#### [Exercise requirements]
Please give these items again with each "Target" switched to "Object" and everything else unchanged. Leave the pictures out of your answer.

═══ Supplied material ═══

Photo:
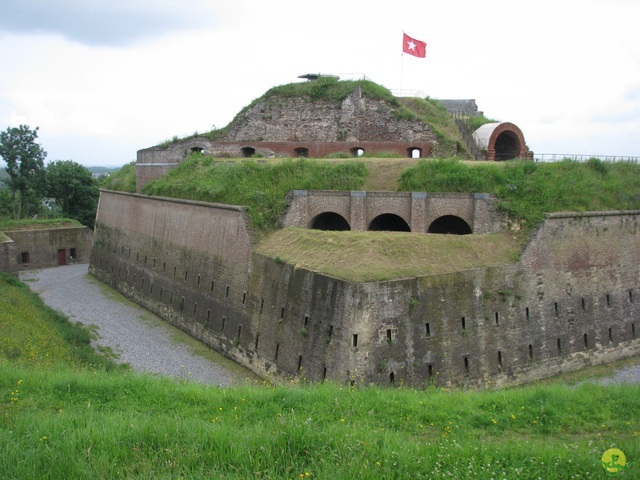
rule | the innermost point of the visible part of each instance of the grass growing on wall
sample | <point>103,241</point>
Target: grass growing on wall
<point>375,256</point>
<point>527,189</point>
<point>123,180</point>
<point>261,187</point>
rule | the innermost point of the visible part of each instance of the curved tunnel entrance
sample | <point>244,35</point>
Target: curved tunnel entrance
<point>450,224</point>
<point>330,221</point>
<point>389,222</point>
<point>507,146</point>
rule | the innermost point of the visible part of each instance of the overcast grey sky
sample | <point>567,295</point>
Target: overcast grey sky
<point>103,80</point>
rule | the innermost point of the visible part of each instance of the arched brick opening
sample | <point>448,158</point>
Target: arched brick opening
<point>450,224</point>
<point>357,151</point>
<point>301,152</point>
<point>248,151</point>
<point>501,141</point>
<point>329,221</point>
<point>389,222</point>
<point>414,152</point>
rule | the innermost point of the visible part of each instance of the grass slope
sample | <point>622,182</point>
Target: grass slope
<point>374,256</point>
<point>69,424</point>
<point>61,418</point>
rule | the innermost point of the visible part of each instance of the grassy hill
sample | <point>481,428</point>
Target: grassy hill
<point>61,416</point>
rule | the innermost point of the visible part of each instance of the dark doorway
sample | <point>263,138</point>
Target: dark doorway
<point>414,152</point>
<point>248,151</point>
<point>302,152</point>
<point>330,221</point>
<point>450,224</point>
<point>389,222</point>
<point>507,146</point>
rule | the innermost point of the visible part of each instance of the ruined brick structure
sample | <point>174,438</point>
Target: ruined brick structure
<point>571,300</point>
<point>26,248</point>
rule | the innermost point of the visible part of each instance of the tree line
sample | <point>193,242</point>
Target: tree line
<point>29,189</point>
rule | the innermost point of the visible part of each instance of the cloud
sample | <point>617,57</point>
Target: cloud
<point>114,23</point>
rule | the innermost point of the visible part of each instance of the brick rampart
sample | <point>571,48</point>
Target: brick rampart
<point>419,210</point>
<point>571,301</point>
<point>43,248</point>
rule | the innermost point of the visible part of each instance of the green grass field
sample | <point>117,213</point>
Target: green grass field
<point>66,414</point>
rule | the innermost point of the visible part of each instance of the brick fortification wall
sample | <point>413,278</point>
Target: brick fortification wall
<point>571,301</point>
<point>43,247</point>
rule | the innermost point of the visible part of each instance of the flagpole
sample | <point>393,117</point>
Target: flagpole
<point>402,64</point>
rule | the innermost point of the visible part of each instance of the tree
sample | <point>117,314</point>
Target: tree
<point>25,166</point>
<point>75,190</point>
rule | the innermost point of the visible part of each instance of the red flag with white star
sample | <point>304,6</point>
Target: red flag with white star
<point>414,47</point>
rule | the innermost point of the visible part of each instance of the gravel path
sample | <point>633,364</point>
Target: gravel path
<point>148,343</point>
<point>137,336</point>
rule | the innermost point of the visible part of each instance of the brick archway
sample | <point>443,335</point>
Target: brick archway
<point>501,141</point>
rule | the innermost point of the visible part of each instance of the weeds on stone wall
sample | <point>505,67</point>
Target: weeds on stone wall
<point>261,187</point>
<point>528,190</point>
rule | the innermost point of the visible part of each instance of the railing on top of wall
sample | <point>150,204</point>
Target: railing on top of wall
<point>558,157</point>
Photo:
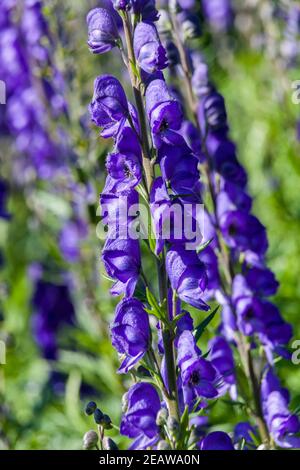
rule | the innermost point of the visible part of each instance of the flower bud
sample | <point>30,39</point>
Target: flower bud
<point>163,445</point>
<point>90,408</point>
<point>106,422</point>
<point>109,444</point>
<point>98,416</point>
<point>123,5</point>
<point>90,440</point>
<point>162,417</point>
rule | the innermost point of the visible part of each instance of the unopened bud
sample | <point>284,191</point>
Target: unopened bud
<point>162,417</point>
<point>109,444</point>
<point>163,445</point>
<point>90,440</point>
<point>90,408</point>
<point>98,416</point>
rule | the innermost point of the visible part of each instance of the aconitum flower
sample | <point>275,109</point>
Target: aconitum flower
<point>217,440</point>
<point>139,420</point>
<point>109,107</point>
<point>149,52</point>
<point>187,276</point>
<point>124,164</point>
<point>145,8</point>
<point>102,31</point>
<point>164,112</point>
<point>122,261</point>
<point>52,309</point>
<point>221,357</point>
<point>283,426</point>
<point>197,373</point>
<point>130,332</point>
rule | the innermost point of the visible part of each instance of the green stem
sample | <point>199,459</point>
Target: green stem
<point>167,334</point>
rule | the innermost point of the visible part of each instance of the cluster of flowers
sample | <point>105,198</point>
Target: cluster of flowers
<point>157,155</point>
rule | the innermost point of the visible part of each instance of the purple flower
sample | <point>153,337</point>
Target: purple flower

═══

#### [Result for this exercise]
Photo:
rule | the innermost point of the visible part of each instance of the grass growing on wall
sample | <point>103,241</point>
Object: grass growing on wall
<point>375,256</point>
<point>527,189</point>
<point>123,180</point>
<point>261,187</point>
rule | the innermost point of the visible part of each instance of the curved tunnel entrance
sample | <point>244,35</point>
Object: curved tunnel entrance
<point>450,224</point>
<point>330,221</point>
<point>389,222</point>
<point>507,146</point>
rule | the innermost point of the visible part of each instance of the overcast grey sky
sample | <point>567,295</point>
Object: overcast grey sky
<point>103,80</point>
rule | the innermost point of the visible part of each instance of the arched brick opening
sample | <point>448,158</point>
Object: arched brick opening
<point>450,224</point>
<point>357,151</point>
<point>301,152</point>
<point>248,151</point>
<point>501,141</point>
<point>329,221</point>
<point>389,222</point>
<point>414,152</point>
rule | the innermost point of the visible part of each instance of the grass slope
sample | <point>622,182</point>
Object: grass slope
<point>374,256</point>
<point>69,424</point>
<point>61,418</point>
rule | the innermost point of the visible part of each instance of the grassy hill
sample | <point>481,428</point>
Object: grassy hill
<point>61,416</point>
rule | the innermost point of the visible part of each instance of the dark doorway
sample | <point>263,138</point>
Object: dark doorway
<point>414,152</point>
<point>248,151</point>
<point>302,152</point>
<point>330,221</point>
<point>450,224</point>
<point>389,222</point>
<point>507,146</point>
rule | the innermost point of the visible part of each instance of the ruined brick structure
sample | <point>174,438</point>
Object: ruined brick structure
<point>571,300</point>
<point>26,248</point>
rule | the innermost point of the visible part of each instance of the tree line
sample | <point>193,242</point>
Object: tree line
<point>29,189</point>
rule | the innermost point of the visible part of each instance of the cloud
sample | <point>617,57</point>
Object: cloud
<point>114,23</point>
rule | the innermost point of the visible part of each instance of the brick rampart
sample | <point>571,48</point>
Object: brick rampart
<point>419,210</point>
<point>571,301</point>
<point>43,248</point>
rule | the innermost point of the visible part of each instance of the green grass field
sample | <point>117,213</point>
Object: green grass field
<point>66,414</point>
rule | the innermost point of the visible part of each instance of the brick fortification wall
sample | <point>413,278</point>
Object: brick fortification wall
<point>571,301</point>
<point>43,247</point>
rule | the innermost point of the visible part of each instance of the flagpole
sample | <point>393,117</point>
Object: flagpole
<point>402,64</point>
rule | the innermost point of the visible part of each instance of the tree
sample | <point>117,314</point>
Object: tree
<point>25,166</point>
<point>75,190</point>
rule | the innermost point of the visible part of each instance of the red flag with white star
sample | <point>304,6</point>
Object: red flag with white star
<point>414,47</point>
rule | the innermost point of the visible part of each instance of the gravel path
sample | <point>633,364</point>
Object: gravel path
<point>148,343</point>
<point>137,336</point>
rule | the innermost point of the visible part of each instance of the brick archway
sample | <point>443,335</point>
Object: brick archway
<point>501,141</point>
rule | the innermost point of the visible part of each instance of the weeds on stone wall
sample | <point>505,67</point>
Object: weeds on stone wall
<point>261,187</point>
<point>528,190</point>
rule | the innermost point of the visible part of each instance of the railing on top of wall
sample | <point>150,204</point>
Object: railing on top of wall
<point>558,157</point>
Photo:
rule | the innermost point of the visible part of each instance of the flower bud
sample | <point>30,39</point>
Object: flower bud
<point>163,445</point>
<point>90,408</point>
<point>106,422</point>
<point>109,444</point>
<point>98,416</point>
<point>123,5</point>
<point>90,440</point>
<point>162,417</point>
rule | the innermost point of the visible part of each instance of the unopened bud
sample | <point>284,191</point>
Object: unopened bud
<point>162,417</point>
<point>109,444</point>
<point>163,445</point>
<point>90,440</point>
<point>90,408</point>
<point>98,416</point>
rule | the innermost point of the visible part of each instance of the aconitum flower
sample | <point>275,109</point>
Object: aconitum flower
<point>217,440</point>
<point>139,420</point>
<point>109,107</point>
<point>149,52</point>
<point>187,276</point>
<point>124,164</point>
<point>145,8</point>
<point>102,31</point>
<point>164,112</point>
<point>122,261</point>
<point>52,309</point>
<point>221,357</point>
<point>283,426</point>
<point>197,373</point>
<point>130,332</point>
rule | the innermost point of the visible part of each instance of the green stem
sample | <point>199,459</point>
Object: green stem
<point>167,334</point>
rule | the innermost point of the visible part of each instance of the cluster of flowers
sample | <point>105,198</point>
Object: cluster of flowers
<point>157,155</point>
rule | the innermost point of the visible part of each instance of the purple flower
sample | <point>153,337</point>
Object: purple flower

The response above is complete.